Goal: Rewrite the records below, changing every "keypoint" to "marker" and keeping everything else the same.
═══ Entries shown ═══
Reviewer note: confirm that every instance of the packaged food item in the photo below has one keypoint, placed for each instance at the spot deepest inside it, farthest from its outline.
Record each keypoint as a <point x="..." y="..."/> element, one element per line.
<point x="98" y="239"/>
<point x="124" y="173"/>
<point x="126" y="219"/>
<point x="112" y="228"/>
═══
Exercise answer:
Reviewer note: confirm that every instance of the packaged food item in the photo below has one marker, placed for each instance at the spot deepest inside it, farthest from its outline.
Record each marker as a <point x="..." y="..."/> element, one element per line.
<point x="98" y="239"/>
<point x="124" y="173"/>
<point x="126" y="219"/>
<point x="112" y="228"/>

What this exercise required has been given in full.